- **Text provided**
■ ■ ■

A question about the Peano's axioms

Question

I was watching a set of lectures on introductory real analysis. LINK. Brazilian portuguese only unfortunately.

The lecturer starts defining (his own words):

Peano's axioms

Let $\mathbb{N}={1,2,3,\dots}$:

1. There exists an injective function $s:\mathbb{N}\rightarrow\mathbb{N}$;
2. There exists an element $1$ such that $1 \in \mathbb{N}$ but $1 \notin s(\mathbb{N})$, i.e. $1 \notin Im(s)$;
3. (induction) Let $A$ be a set such that $A \subset \mathbb{N}$. If $1 \in A$ and ($n \in A \implies s(n) \in A$) then $A = \mathbb{N}$.

I'm still learning the very (very) basics of this, so I'm not sure whether this a proper way to define this stuff neither I can tell if these are right or wrong.

The question that bugs me is:

1. He assumed that there is such a thing as a "function" and also assumed "advanced" concepts like "injection". Can he do that given we are in the terrain of very primitive mathematical foundation, i.e. things that all other things build upon in math? In my beginner's math mind he should have used more primitive mathematical concepts (I'm not sure which ones exactly).

Answer 1

As others have pointed out, things like "injective function" can be rephrased in more elementary way. The induction axiom is where all the action is. In order to make sense of the induction axiom, we need to have a notion of arbitrary subsets of $\mathbb N,$ which requires some set theoretical commitments. In other words, we need second-order and not merely first-order logic to state and interpret this.

One way to "get around" this is to replace the induction axiom with a first-order schema. So we have for each first-order formula $\varphi(x,\vec y)$, a first-order induction axiom Ind$_\varphi$: $$ \forall \vec y\;((\varphi(0,\vec y)\land \forall x\;(\varphi(x,\vec y)\to \varphi(Sx,\vec y)))\to \forall x\;\varphi(x,\vec y)).$$

Now our theory is first-order and we can make sense of it without any set theory. However, it's also much weaker and does not determine the natural numbers up to isomorphism (in other words, it has nonstandard models, which is pretty much inevitable with purely first-order axiomatizations).

■ ■ ■

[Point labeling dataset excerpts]
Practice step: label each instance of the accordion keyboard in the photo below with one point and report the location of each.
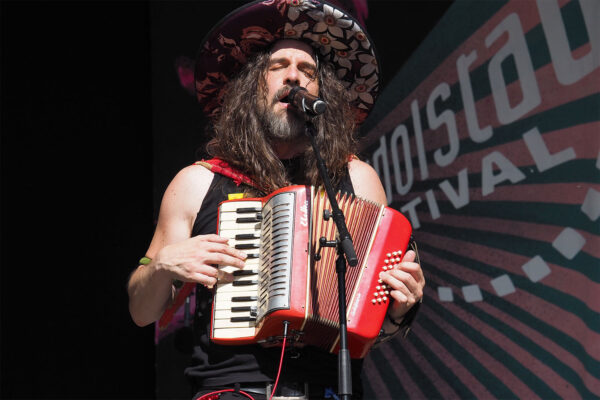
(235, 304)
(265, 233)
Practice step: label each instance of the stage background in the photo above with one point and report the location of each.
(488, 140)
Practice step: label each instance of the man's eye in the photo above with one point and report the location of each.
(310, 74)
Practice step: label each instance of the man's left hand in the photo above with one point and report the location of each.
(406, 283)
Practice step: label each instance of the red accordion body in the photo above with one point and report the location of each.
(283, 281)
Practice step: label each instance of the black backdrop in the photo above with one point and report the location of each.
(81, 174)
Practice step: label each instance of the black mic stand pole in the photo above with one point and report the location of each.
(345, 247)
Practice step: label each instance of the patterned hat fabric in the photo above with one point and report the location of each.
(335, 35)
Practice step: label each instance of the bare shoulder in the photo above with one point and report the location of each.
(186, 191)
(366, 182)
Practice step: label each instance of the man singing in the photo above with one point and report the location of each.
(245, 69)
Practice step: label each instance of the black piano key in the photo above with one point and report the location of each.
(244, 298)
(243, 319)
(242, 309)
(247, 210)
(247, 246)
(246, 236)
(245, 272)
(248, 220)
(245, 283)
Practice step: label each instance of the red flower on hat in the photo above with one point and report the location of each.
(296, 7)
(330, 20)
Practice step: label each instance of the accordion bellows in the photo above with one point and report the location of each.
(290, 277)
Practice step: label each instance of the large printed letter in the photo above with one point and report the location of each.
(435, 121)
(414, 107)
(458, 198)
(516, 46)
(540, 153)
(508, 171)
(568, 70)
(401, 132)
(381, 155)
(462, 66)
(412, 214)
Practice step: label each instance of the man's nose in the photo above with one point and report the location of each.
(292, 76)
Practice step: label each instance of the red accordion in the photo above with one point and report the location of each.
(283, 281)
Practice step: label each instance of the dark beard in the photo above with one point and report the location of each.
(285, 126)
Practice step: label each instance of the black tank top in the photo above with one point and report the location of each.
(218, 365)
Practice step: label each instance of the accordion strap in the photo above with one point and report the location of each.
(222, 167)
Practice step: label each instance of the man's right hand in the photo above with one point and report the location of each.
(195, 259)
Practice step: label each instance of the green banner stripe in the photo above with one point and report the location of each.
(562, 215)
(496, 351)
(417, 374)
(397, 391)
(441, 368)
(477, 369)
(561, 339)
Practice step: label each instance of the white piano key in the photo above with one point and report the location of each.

■ ■ ■

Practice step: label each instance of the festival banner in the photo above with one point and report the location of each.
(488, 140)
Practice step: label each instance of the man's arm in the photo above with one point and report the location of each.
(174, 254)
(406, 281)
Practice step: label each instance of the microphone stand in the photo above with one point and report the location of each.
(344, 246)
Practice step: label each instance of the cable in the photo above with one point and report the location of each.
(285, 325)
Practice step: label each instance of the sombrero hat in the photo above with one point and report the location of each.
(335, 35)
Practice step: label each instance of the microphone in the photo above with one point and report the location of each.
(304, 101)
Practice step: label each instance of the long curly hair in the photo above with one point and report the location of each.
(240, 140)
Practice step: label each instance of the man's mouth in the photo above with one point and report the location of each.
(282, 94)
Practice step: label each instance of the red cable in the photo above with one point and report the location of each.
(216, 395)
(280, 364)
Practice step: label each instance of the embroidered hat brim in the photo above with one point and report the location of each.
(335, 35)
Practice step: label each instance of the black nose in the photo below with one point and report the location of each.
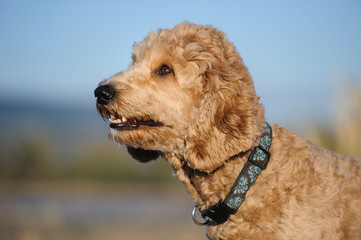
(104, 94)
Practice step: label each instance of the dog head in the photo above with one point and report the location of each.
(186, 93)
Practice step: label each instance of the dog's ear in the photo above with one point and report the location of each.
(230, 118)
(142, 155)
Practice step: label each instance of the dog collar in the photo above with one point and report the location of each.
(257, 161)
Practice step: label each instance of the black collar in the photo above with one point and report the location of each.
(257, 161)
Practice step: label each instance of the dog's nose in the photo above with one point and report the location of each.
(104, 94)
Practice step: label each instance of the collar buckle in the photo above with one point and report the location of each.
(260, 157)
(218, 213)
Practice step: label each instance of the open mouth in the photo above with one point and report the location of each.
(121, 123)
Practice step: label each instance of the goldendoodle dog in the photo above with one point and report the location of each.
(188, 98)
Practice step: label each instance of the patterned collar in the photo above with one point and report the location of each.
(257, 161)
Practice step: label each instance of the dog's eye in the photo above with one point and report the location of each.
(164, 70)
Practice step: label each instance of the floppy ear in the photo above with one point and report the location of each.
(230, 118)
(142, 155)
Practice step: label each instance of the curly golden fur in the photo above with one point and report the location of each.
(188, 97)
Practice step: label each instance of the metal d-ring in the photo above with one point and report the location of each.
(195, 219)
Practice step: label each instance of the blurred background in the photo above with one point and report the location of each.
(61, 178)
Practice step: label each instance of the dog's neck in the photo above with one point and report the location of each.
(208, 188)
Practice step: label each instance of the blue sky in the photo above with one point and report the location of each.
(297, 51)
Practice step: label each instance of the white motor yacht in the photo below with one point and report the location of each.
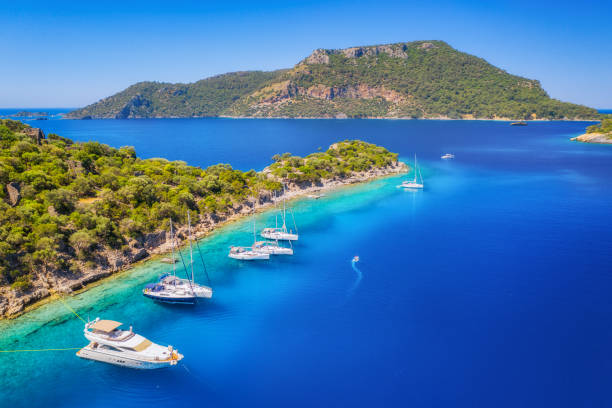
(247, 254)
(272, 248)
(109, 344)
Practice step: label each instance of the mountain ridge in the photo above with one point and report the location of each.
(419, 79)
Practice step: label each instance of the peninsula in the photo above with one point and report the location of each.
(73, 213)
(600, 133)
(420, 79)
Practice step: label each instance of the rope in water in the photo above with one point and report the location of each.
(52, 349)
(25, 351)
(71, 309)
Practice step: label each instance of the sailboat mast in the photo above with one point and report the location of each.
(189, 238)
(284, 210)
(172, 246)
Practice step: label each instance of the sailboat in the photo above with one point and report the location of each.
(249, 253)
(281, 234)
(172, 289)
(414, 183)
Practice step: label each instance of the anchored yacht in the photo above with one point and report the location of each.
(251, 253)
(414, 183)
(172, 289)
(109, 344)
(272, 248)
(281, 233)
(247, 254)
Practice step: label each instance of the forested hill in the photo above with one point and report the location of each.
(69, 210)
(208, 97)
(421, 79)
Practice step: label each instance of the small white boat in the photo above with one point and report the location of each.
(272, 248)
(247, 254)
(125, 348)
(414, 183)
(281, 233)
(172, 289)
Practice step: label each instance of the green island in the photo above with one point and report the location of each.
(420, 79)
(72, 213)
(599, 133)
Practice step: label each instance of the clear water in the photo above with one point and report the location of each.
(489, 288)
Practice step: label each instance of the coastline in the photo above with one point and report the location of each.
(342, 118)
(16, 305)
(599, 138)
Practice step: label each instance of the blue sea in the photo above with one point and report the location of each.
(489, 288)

■ ■ ■

- **Exercises**
1/ What axioms does the lecturer give in the Peano's axioms thread? List each one.
2/ Can you continue the Peano's axioms thread, starting after its last sentence?

- **Responses in order**
1/
1. There exists an injective function s from ℕ to ℕ.
2. There exists an element 1 such that 1 is in ℕ but 1 is not in s(ℕ), that is, 1 is not in the image of s.
3. (Induction) Let A be a set such that A ⊂ ℕ. If 1 ∈ A, and n ∈ A implies s(n) ∈ A, then A = ℕ.

2/
In my experience "Peano Axioms" refers to the five axioms in the second-order formulation. Whereas "Peano Arithmetic" (aka PA) refers to a first-order axiomatization with an infinite schema of induction axioms that also includes the arithmetical operations $+$ and $\cdot$ in the language.

Answer 2

Peano arithmetic is usually defined in a way to avoid this. It is not hard to change. Instead of defining successor as a function, you say "Every integer has a successor." And instead of saying it is an injective function, you say "If $n, m$ have the same successor, then $n = m$."

Answer 3

I like very much the way Terence Tao describes the Peano's axioms.

Complementing the answer given by @MichaelBarz and the comments of @ThomasAndrews, I advise you to consider the following formulation:

1. $0$ is a natural number.
2. Every successor of a natural number is a natural number.
3. $0$ is not the successor of any natural number.
4. Different natural numbers have different successors.
5. Induction axiom.

In his book "Analysis I", he discusses the motivation for each of them. It is very enlightening.

Hopefully this helps!